• [TEXTE DE LA PAGE]
----
L'Italie n'a toujours pas de gouvernement: Carlo Cottarelli, chargé par le président Sergio Mattarella de donner un nouvel exécutif au pays a rencontré mardi le chef de l'État, mais sans qu'il n'en sorte de liste des ministres, contrairement à ce qui était attendu.

M. Cottarelli est resté quelques dizaines de minutes dans le bureau du président, avant de repartir sans faire de déclaration.

M. Cottarelli «a informé le chef de l'État de la situation et tous deux se reverront demain matin», a simplement déclaré à la presse le porte-parole de la présidence, Giovanni Grasso.

Le nouveau gouvernement n'a aucune chance d'obtenir la confiance d'un Parlement dominé par les populistes eurosceptiques. Il devrait se contenter d'expédier les affaires courantes avant de nouvelles élections.
----
• [Entrées de pointage d'objets nommés]
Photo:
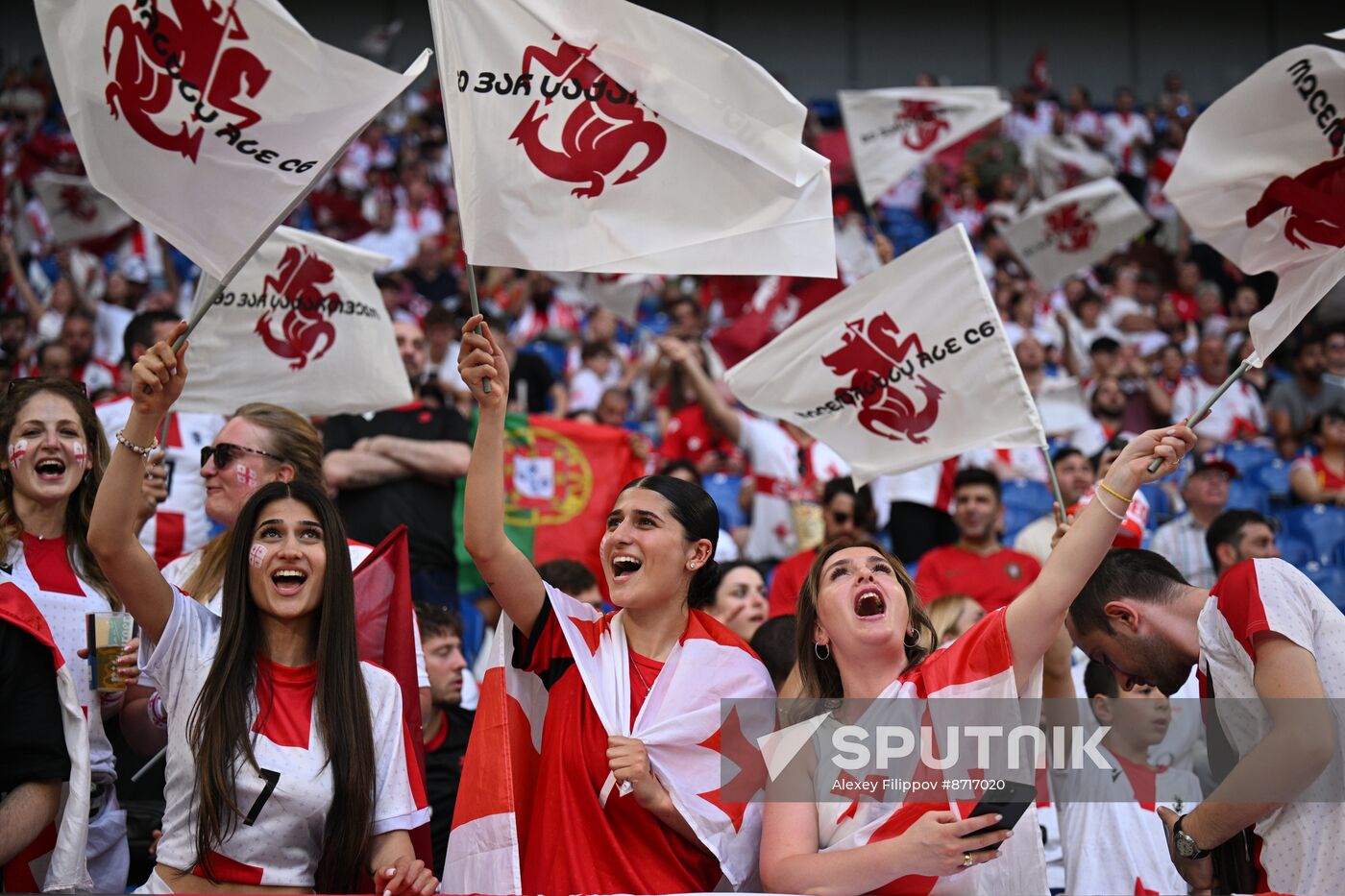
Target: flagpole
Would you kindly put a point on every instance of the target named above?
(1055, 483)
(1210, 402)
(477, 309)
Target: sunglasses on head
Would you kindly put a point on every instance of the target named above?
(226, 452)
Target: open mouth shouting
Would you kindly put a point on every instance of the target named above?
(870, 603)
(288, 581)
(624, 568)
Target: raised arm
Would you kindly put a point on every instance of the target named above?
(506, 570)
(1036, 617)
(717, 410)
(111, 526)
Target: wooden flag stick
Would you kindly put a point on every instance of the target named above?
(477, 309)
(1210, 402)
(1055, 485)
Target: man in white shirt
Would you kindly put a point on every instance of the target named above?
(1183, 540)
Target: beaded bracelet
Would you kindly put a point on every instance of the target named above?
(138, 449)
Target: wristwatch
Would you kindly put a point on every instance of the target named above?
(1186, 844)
----
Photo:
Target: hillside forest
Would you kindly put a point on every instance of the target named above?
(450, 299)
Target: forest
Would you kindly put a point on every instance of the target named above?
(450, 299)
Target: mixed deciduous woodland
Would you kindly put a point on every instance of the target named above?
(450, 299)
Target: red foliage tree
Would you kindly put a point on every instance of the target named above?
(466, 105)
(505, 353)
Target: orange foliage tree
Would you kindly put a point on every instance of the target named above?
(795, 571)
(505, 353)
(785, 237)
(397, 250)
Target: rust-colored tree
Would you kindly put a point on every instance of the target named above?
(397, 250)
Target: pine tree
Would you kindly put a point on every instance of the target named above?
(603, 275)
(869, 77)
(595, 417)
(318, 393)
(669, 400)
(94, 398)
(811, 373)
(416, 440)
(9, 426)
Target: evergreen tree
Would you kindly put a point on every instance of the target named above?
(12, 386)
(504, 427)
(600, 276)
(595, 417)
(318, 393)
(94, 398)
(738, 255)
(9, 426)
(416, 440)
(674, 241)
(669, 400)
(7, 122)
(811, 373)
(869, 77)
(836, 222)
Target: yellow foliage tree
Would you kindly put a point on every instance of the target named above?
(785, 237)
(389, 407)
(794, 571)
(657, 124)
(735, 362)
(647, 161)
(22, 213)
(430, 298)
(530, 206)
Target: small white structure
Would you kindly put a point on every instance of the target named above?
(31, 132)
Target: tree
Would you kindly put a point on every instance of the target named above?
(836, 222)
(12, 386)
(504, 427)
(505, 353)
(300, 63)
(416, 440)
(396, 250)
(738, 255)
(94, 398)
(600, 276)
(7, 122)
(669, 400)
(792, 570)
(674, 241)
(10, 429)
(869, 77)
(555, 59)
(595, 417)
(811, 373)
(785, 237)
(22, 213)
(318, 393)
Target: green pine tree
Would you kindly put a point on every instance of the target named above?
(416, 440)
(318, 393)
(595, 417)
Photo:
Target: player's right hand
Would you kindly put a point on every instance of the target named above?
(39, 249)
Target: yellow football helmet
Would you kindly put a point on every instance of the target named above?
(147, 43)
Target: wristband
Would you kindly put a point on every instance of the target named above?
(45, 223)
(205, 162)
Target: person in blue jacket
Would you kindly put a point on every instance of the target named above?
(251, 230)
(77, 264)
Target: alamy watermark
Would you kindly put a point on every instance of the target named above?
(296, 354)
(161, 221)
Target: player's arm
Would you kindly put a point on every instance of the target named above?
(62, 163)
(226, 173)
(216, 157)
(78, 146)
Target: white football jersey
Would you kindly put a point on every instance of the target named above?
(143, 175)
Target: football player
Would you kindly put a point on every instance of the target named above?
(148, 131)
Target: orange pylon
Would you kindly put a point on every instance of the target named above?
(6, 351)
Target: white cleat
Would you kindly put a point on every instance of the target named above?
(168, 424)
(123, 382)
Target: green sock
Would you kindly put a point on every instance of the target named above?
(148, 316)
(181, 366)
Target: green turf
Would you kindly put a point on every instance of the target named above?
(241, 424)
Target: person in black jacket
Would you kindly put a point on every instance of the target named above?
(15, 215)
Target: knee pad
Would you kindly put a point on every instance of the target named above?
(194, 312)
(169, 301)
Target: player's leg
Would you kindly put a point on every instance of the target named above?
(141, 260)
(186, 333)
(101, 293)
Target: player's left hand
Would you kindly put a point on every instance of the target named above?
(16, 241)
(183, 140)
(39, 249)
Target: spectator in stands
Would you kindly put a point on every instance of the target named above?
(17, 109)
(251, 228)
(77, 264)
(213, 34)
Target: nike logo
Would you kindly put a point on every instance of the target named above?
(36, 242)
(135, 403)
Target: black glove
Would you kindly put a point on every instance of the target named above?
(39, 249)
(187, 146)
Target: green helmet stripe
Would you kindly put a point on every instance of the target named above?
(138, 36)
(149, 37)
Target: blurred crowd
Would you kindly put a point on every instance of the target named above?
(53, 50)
----
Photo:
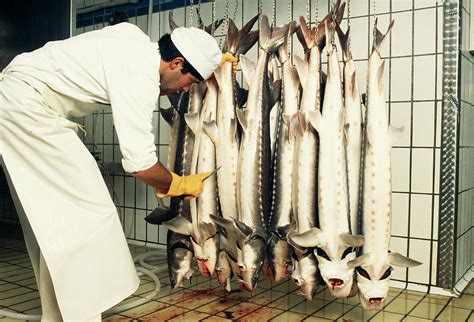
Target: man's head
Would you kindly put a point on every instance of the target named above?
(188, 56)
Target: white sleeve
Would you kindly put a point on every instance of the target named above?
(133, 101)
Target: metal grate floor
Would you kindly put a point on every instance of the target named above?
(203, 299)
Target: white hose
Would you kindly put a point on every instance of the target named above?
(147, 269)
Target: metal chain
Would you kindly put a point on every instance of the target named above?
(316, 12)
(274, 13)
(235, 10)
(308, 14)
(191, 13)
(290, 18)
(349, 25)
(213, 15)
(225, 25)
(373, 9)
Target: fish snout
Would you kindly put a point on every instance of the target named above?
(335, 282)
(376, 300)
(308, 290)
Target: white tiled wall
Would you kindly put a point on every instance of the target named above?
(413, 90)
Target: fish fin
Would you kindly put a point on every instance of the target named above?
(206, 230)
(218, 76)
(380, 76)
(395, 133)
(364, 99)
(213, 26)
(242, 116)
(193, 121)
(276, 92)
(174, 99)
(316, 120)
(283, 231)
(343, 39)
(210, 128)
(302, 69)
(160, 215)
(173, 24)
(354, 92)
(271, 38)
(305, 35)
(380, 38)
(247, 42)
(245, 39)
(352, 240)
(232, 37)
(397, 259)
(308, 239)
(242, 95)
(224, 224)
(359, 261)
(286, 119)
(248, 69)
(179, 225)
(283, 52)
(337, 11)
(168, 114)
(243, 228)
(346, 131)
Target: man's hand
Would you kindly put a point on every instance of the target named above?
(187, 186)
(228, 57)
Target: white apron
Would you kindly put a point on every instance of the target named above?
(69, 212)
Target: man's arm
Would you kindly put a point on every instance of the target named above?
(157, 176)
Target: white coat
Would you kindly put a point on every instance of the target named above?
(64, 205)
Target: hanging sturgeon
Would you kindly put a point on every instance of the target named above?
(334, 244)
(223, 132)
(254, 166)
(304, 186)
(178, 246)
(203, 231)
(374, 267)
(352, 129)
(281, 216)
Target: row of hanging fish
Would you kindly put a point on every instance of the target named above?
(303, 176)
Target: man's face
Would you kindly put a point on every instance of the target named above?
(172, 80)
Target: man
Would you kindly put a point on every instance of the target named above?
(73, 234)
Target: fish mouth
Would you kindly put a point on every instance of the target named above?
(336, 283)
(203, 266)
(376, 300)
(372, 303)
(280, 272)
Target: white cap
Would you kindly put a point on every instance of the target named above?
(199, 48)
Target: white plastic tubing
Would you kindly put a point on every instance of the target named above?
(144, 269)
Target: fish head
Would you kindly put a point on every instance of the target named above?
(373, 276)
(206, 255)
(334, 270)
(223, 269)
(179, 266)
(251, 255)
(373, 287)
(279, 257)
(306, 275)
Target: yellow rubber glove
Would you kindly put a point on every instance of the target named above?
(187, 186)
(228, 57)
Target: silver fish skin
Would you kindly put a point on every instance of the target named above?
----
• [CONSIGNE A]
Recopiez l'article sur le gouvernement italien en commençant aux mots « L'Italie n'a toujours » et en vous arrêtant après « qui était attendu. ». Remplacez-y « mardi » par « mercredi ».
• [CONSIGNE B]
Répondez à ces questions sur l'article consacré au gouvernement italien :
(i) Qui est le porte-parole de la présidence ?
(ii) Combien de temps M. Cottarelli est-il resté dans le bureau du président ?
(iii) Par qui le Parlement est-il dominé ?
• [CONSIGNE C]
Poursuivez l'article sur le gouvernement italien à partir de sa dernière phrase.

• [RÉPONSE A]
L'Italie n'a toujours pas de gouvernement: Carlo Cottarelli, chargé par le président Sergio Mattarella de donner un nouvel exécutif au pays a rencontré mercredi le chef de l'État, mais sans qu'il n'en sorte de liste des ministres, contrairement à ce qui était attendu.

• [RÉPONSE B]
(i) Giovanni Grasso.
(ii) Quelques dizaines de minutes.
(iii) Par les populistes eurosceptiques.

• [RÉPONSE C]
Sortis vainqueurs des législatives du 4 mars, la Ligue (extrême droite) et le Mouvement 5 Etoiles (M5S, populiste), qui avaient négocié un programme de gouvernement tournant résolument le dos à l'austérité, sont vent debout contre l'exécutif à venir, dont le chef incarne la rigueur budgétaire qu'ils combattent.

Mais le nom de Carlo Cottarelli n'a pas non plus suffi à calmer le vent de défiance qui souffle sur l'économie italienne. Le spread, l'écart entre les taux d'emprunt italien et allemand à dix ans, a fini la journée à 303 points (+ 68), tandis que la Bourse de Milan a clôturé en baisse de 2,65%.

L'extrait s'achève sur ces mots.